- [DIRECTIONS]:
Can you arrange the rows from the line containing "Teacher note: indicate the white license" through the line containing "point(726, 285)", both included, as a JSON list of strings with one string per line and blank lines omitted? Cover only those lines.

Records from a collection
--
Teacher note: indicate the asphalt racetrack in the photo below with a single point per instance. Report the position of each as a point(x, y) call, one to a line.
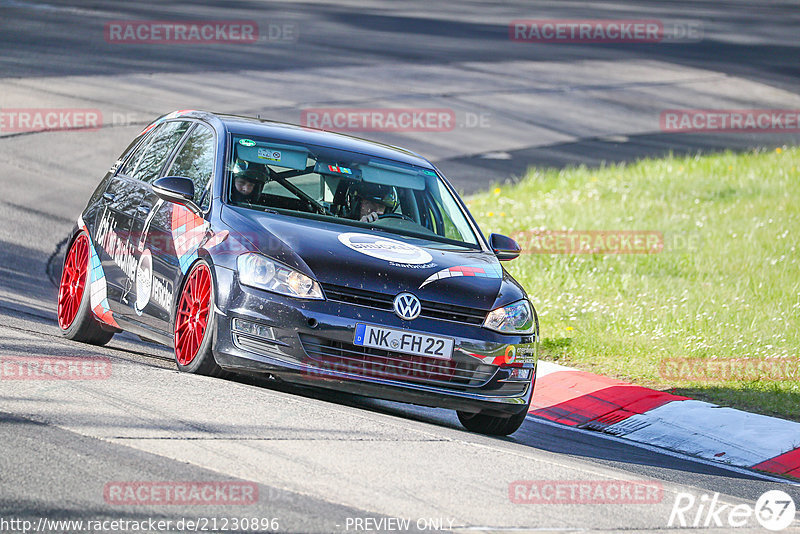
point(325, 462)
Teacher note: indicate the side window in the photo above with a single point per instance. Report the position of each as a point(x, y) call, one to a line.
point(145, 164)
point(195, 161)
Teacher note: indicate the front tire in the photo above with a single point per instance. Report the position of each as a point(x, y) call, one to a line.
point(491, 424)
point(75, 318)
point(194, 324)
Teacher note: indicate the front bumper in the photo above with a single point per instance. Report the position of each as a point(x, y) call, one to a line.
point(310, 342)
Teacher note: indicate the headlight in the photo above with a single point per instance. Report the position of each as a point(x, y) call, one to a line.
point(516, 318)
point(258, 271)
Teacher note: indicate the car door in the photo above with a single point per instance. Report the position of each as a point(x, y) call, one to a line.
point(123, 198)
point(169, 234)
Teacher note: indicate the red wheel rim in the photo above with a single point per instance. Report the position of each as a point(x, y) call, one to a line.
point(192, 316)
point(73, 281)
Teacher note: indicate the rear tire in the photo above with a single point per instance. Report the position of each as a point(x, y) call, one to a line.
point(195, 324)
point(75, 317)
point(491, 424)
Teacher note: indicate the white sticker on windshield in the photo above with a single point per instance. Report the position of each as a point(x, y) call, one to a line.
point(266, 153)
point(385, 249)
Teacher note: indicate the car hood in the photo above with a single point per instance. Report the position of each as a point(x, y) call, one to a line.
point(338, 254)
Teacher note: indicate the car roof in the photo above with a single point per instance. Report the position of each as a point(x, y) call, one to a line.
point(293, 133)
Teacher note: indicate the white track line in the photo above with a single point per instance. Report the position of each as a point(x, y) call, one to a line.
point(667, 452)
--
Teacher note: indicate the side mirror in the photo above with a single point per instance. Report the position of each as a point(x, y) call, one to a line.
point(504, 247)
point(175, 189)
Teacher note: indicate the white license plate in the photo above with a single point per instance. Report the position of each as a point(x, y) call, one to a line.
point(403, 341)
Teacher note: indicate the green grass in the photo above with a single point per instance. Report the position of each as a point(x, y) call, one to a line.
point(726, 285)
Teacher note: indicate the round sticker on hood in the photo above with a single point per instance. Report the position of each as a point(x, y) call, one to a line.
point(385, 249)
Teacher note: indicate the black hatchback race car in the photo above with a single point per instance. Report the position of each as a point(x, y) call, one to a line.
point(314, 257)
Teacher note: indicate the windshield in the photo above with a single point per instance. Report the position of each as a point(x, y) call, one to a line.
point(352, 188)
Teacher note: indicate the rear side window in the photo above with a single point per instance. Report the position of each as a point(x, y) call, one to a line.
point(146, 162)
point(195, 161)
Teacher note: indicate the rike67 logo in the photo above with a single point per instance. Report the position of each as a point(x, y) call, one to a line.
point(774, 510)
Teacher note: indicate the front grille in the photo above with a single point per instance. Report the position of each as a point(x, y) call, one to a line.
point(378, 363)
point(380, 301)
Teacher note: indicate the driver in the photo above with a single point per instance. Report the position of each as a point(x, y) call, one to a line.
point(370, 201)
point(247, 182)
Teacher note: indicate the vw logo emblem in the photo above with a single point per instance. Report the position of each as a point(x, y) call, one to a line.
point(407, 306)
--
- [SOLUTION]:
[
  "Teacher note: indicate the white license plate in the photo above with a single point per instance. Report the position of each as a point(x, y) call, one to a line.",
  "point(403, 341)",
  "Teacher note: indicate the green grass in the photo above with a single point per instance. Report the position of each as a point(x, y) call, one to a line.",
  "point(726, 285)"
]